READING TEXT:
<<<<
The Masoka community, on behalf of communities in Botswana, Namibia, Zambia and Zimbabwe, add their voices to the current global media debate on trophy hunting and sustainable use.

This is a letter that adds the voices of rural communities to the current global debate on trophy hunting. This letter is informed by those who live with wildlife and who are concerned that their livelihoods are protected and their rights upheld. These voices are rarely heard but they are vital to any healthy debate about conservation.


 21st January, 2020

A recent letter in Science by Dickman et al about trophy hunting unleashed passionate debate in the Western media.  These discussions have involved over 400 conservationists, academics and animal rights advocates from the US, Europe and Australia, voicing strong, if divergent, opinions on effective conservation strategies.

Much of the discussion focuses on Africa, but with the notable exception of Dickman et al’s letter, key voices missing from the debate are those of rural people and governments who live with and manage African wildlife, and who will ultimately determine its future. As legitimate representatives of many thousands of people from key wildlife range states (Botswana, Namibia, Zimbabwe and Zambia), we would like to correct this and have our perspective and voices heard.

Sustainably managing megafauna is complex, and successful conservation must start with we who live directly with wildlife. Whilst many in the West view elephants, lions and other wildlife through a romantic, idealized lens, our daily reality of living with these magnificent and valued, yet often dangerous, animals requires more pragmatism.
>>>>
STORED ROWS:
<<<<
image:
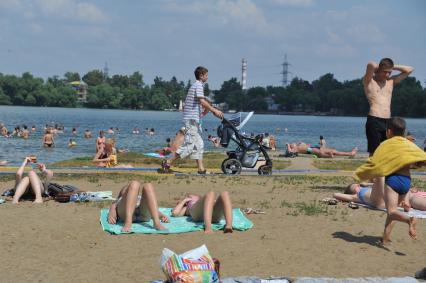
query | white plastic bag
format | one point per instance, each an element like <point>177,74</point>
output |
<point>194,266</point>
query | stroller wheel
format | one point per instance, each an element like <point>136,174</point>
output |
<point>231,166</point>
<point>265,170</point>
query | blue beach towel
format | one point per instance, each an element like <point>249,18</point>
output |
<point>412,212</point>
<point>157,155</point>
<point>176,225</point>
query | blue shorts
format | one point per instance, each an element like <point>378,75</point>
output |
<point>361,194</point>
<point>399,183</point>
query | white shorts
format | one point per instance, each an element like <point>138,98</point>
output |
<point>193,144</point>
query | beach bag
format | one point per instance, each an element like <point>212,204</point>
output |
<point>53,189</point>
<point>61,193</point>
<point>194,266</point>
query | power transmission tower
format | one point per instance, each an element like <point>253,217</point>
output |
<point>285,71</point>
<point>106,70</point>
<point>244,74</point>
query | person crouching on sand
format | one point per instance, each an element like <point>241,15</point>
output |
<point>207,208</point>
<point>393,159</point>
<point>136,204</point>
<point>31,184</point>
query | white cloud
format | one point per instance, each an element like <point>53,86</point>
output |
<point>293,3</point>
<point>243,15</point>
<point>58,9</point>
<point>335,50</point>
<point>71,9</point>
<point>366,33</point>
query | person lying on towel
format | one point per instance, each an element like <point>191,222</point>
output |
<point>136,204</point>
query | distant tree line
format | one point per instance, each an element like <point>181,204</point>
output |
<point>325,94</point>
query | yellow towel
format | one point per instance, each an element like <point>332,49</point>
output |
<point>391,155</point>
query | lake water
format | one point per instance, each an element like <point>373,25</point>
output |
<point>342,133</point>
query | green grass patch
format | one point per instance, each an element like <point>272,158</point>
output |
<point>334,164</point>
<point>211,160</point>
<point>310,209</point>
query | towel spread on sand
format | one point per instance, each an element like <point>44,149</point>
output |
<point>157,155</point>
<point>391,155</point>
<point>412,212</point>
<point>100,196</point>
<point>176,225</point>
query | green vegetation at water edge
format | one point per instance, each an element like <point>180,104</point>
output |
<point>211,160</point>
<point>334,164</point>
<point>325,94</point>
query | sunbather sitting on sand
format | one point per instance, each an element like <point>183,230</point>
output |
<point>302,147</point>
<point>106,157</point>
<point>175,144</point>
<point>372,194</point>
<point>365,193</point>
<point>31,184</point>
<point>207,208</point>
<point>136,205</point>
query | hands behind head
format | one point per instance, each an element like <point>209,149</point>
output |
<point>41,167</point>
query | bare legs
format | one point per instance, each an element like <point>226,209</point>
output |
<point>377,192</point>
<point>126,205</point>
<point>327,152</point>
<point>209,210</point>
<point>391,200</point>
<point>31,181</point>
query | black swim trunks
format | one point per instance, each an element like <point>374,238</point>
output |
<point>375,129</point>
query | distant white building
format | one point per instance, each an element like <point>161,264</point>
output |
<point>272,106</point>
<point>81,90</point>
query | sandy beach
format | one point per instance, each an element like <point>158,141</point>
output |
<point>297,236</point>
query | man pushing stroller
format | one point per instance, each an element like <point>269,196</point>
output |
<point>196,106</point>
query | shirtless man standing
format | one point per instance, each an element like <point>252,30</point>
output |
<point>378,87</point>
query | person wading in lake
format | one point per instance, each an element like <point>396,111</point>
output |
<point>378,87</point>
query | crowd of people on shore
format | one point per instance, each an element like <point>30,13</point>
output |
<point>392,154</point>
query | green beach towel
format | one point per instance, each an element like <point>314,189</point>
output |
<point>176,225</point>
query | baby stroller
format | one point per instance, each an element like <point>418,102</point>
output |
<point>249,150</point>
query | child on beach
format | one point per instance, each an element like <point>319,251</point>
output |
<point>207,208</point>
<point>393,159</point>
<point>100,141</point>
<point>365,193</point>
<point>196,106</point>
<point>136,205</point>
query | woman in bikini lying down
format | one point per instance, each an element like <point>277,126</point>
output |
<point>207,208</point>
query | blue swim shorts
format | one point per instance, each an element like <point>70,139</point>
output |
<point>399,183</point>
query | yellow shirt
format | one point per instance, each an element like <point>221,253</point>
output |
<point>112,161</point>
<point>391,155</point>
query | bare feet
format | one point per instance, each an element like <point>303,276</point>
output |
<point>412,228</point>
<point>386,241</point>
<point>160,227</point>
<point>406,206</point>
<point>38,201</point>
<point>228,229</point>
<point>112,216</point>
<point>127,228</point>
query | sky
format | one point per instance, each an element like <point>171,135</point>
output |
<point>170,38</point>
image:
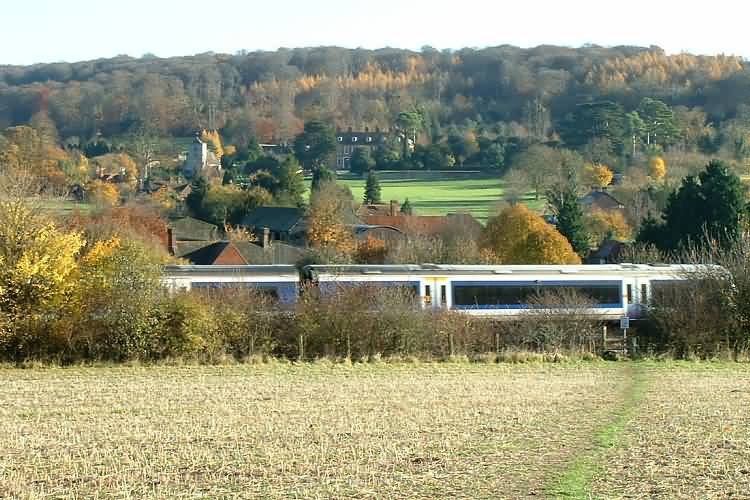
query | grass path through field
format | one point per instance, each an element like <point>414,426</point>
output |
<point>576,479</point>
<point>689,436</point>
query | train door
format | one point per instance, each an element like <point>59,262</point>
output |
<point>639,291</point>
<point>435,293</point>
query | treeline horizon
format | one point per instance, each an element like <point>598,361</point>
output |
<point>271,94</point>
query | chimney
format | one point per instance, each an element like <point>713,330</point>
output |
<point>395,207</point>
<point>170,241</point>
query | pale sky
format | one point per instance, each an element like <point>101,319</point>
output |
<point>73,30</point>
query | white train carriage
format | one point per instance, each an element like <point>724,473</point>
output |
<point>615,291</point>
<point>279,281</point>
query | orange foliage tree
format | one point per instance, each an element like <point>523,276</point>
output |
<point>103,193</point>
<point>597,176</point>
<point>330,205</point>
<point>519,236</point>
<point>657,168</point>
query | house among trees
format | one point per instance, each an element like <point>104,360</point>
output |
<point>201,161</point>
<point>285,224</point>
<point>601,200</point>
<point>347,142</point>
<point>200,243</point>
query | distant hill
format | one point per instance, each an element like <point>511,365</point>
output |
<point>270,94</point>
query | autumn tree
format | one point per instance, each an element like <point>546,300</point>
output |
<point>329,216</point>
<point>322,175</point>
<point>37,275</point>
<point>102,194</point>
<point>117,301</point>
<point>597,176</point>
<point>315,145</point>
<point>519,236</point>
<point>536,163</point>
<point>657,168</point>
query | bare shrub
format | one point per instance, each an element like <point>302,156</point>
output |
<point>358,321</point>
<point>560,319</point>
<point>246,321</point>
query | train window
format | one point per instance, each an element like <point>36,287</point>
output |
<point>665,292</point>
<point>489,295</point>
<point>329,287</point>
<point>225,287</point>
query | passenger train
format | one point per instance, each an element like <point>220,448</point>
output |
<point>615,291</point>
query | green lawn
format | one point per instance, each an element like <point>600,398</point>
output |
<point>439,197</point>
<point>66,207</point>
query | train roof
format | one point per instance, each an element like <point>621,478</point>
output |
<point>450,269</point>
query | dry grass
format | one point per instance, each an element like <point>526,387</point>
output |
<point>406,430</point>
<point>297,431</point>
<point>689,437</point>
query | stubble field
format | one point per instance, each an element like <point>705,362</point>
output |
<point>324,430</point>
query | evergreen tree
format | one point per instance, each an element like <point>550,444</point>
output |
<point>563,202</point>
<point>659,123</point>
<point>406,208</point>
<point>372,188</point>
<point>710,206</point>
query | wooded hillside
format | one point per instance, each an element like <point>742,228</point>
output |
<point>527,92</point>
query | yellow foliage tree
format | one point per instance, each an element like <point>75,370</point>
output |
<point>103,194</point>
<point>597,176</point>
<point>519,236</point>
<point>657,168</point>
<point>37,261</point>
<point>607,224</point>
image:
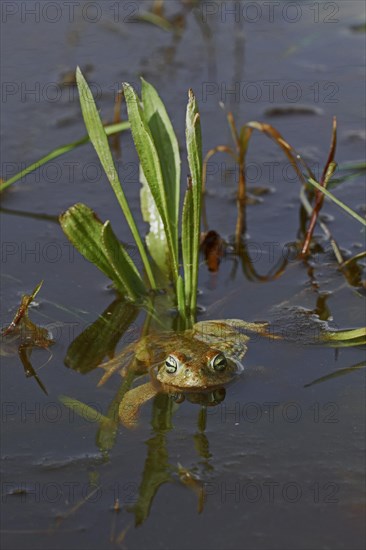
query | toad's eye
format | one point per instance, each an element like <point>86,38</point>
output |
<point>171,364</point>
<point>219,363</point>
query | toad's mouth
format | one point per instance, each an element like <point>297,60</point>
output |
<point>185,380</point>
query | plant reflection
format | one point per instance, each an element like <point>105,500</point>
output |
<point>86,353</point>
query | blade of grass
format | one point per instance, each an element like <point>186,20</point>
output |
<point>328,171</point>
<point>167,147</point>
<point>109,130</point>
<point>337,201</point>
<point>99,140</point>
<point>187,242</point>
<point>92,239</point>
<point>194,151</point>
<point>151,167</point>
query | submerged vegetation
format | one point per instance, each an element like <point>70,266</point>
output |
<point>169,253</point>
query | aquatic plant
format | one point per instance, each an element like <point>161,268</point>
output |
<point>158,152</point>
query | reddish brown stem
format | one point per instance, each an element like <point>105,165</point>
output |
<point>319,196</point>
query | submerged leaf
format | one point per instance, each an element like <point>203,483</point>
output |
<point>98,244</point>
<point>167,147</point>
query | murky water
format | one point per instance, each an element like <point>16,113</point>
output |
<point>280,462</point>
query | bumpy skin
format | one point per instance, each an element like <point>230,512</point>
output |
<point>194,354</point>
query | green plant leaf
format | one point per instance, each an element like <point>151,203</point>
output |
<point>109,130</point>
<point>98,244</point>
<point>150,164</point>
<point>188,243</point>
<point>83,410</point>
<point>337,201</point>
<point>194,152</point>
<point>156,239</point>
<point>345,338</point>
<point>167,148</point>
<point>99,139</point>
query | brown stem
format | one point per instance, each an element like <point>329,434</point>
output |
<point>319,196</point>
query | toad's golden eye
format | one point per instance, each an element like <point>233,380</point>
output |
<point>219,362</point>
<point>171,364</point>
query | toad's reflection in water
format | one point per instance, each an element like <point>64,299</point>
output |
<point>157,469</point>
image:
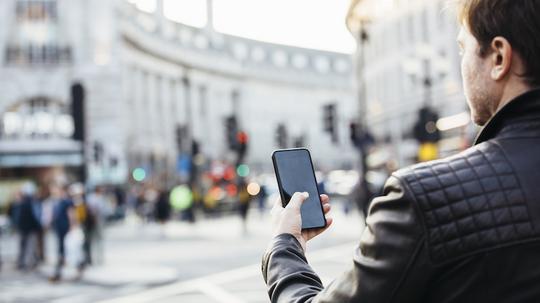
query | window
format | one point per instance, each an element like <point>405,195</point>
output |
<point>34,39</point>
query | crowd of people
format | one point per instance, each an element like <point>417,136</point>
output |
<point>74,216</point>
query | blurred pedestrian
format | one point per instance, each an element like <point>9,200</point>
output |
<point>261,199</point>
<point>162,209</point>
<point>28,225</point>
<point>98,210</point>
<point>86,219</point>
<point>62,221</point>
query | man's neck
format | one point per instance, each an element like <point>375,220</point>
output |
<point>511,92</point>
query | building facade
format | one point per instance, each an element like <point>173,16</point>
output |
<point>408,59</point>
<point>141,79</point>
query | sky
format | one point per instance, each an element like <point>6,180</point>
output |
<point>317,24</point>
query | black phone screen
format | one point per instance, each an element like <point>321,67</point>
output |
<point>294,172</point>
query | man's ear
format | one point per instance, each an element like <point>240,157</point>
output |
<point>501,58</point>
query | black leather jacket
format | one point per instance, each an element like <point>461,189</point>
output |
<point>461,229</point>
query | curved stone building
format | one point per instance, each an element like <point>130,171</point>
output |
<point>145,83</point>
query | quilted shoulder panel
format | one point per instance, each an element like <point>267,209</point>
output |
<point>470,202</point>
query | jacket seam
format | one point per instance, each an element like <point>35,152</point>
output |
<point>520,186</point>
<point>421,240</point>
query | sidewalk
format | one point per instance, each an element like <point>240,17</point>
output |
<point>211,261</point>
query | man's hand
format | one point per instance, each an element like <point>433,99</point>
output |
<point>288,220</point>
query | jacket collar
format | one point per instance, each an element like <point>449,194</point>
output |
<point>520,108</point>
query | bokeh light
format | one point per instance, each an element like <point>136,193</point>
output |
<point>254,188</point>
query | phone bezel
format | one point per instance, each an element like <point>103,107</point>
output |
<point>280,187</point>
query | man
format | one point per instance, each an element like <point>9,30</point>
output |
<point>461,229</point>
<point>28,225</point>
<point>62,221</point>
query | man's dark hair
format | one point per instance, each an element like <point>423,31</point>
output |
<point>518,21</point>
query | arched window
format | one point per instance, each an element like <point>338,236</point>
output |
<point>35,37</point>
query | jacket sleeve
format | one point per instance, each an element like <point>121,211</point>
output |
<point>389,265</point>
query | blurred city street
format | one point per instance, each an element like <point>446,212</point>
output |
<point>209,261</point>
<point>136,136</point>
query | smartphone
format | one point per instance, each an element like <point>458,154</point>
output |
<point>295,173</point>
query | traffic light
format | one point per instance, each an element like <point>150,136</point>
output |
<point>242,141</point>
<point>425,129</point>
<point>77,111</point>
<point>360,136</point>
<point>353,129</point>
<point>180,136</point>
<point>329,121</point>
<point>98,151</point>
<point>231,132</point>
<point>281,136</point>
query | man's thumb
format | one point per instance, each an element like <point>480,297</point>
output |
<point>297,200</point>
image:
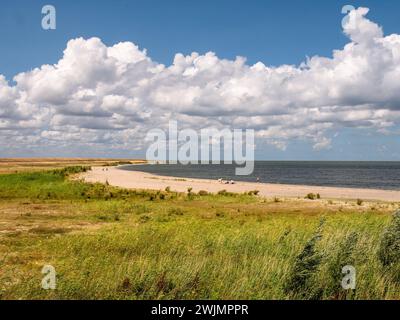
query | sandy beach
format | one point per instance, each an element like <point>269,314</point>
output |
<point>141,180</point>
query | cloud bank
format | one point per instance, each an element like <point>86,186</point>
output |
<point>107,98</point>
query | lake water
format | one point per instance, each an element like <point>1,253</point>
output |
<point>373,175</point>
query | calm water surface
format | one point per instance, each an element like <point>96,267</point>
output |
<point>373,175</point>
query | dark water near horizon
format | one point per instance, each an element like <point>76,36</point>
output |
<point>371,175</point>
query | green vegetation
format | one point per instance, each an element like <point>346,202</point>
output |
<point>111,243</point>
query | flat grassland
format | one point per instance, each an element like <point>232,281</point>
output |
<point>15,165</point>
<point>112,243</point>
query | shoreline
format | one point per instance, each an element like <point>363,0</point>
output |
<point>143,180</point>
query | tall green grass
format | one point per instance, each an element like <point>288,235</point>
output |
<point>196,247</point>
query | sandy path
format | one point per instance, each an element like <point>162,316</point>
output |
<point>142,180</point>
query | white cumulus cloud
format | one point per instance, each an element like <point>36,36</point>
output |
<point>109,97</point>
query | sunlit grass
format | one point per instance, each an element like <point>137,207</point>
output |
<point>109,243</point>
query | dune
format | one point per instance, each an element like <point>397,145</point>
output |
<point>142,180</point>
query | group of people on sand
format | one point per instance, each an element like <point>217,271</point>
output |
<point>226,181</point>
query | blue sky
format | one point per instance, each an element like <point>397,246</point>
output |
<point>273,32</point>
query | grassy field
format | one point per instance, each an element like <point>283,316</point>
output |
<point>109,243</point>
<point>16,165</point>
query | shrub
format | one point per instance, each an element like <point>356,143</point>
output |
<point>389,249</point>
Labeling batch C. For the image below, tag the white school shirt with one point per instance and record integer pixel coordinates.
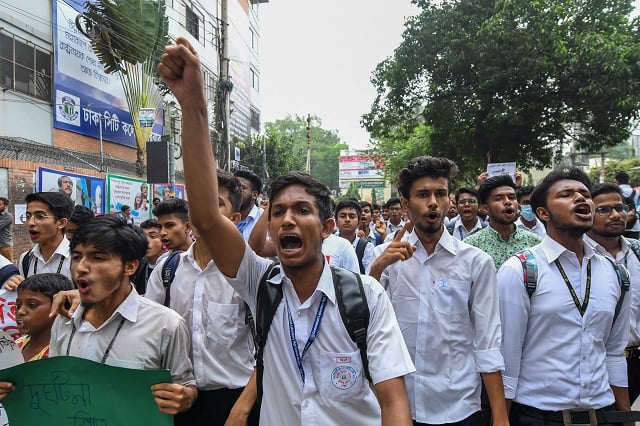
>>>>
GIVEN TASK 1:
Translate this sentence from the letter on trophy hunting into Spanish: "These voices are rarely heard but they are vital to any healthy debate about conservation."
GIVEN TASK 2:
Continue the letter on trophy hunting after its final sentence.

EXPECTED OUTPUT 1:
Estas voces rara vez se escuchan, pero son vitales para cualquier debate sano sobre la conservación.

EXPECTED OUTPUT 2:
We, who live surrounded by this wildlife, worry daily that our children may be killed on their way to school, or that our livelihoods will be destroyed. In Botswana, 36 people were killed by elephants in 2018. In Zimbabwe, at least 30 people were trampled by elephants in 2019.  Every death is a tragedy, and often involves family breadwinners. Recently, two Zimbabwean siblings disappeared from their home. Only the dismembered head of the two year old was recovered from the suspected hyena attack, and the four year old has never been found. The harsh reality is that if wildlife is just a threat to us, and our incentives to conserve it are removed, its future will be as bleak as that of the wolves, bears and other carnivores of Europe and the US.

For centuries our people have lived with wildlife, and its value is deeply ingrained in our cultures. During colonial times our rights to manage and benefit from these resources were removed. This led to dramatic loss of wildlife and its habitat – a disaster for conservation, our traditions and our livelihoods. Following independence, our governments restored our rights and integrated wildlife into rural economies.  This enabled the development of socio-economic incentives to live with and sustainably manage our wildlife. Whilst it varies nationally, up to 90% of these economic incentives are provided through sustainable, regulated hunting. This has led, in Southern African countries such as ours, to increasing wildlife populations and habitat, often even beyond formally protected areas, in stark contrast to most Western countries.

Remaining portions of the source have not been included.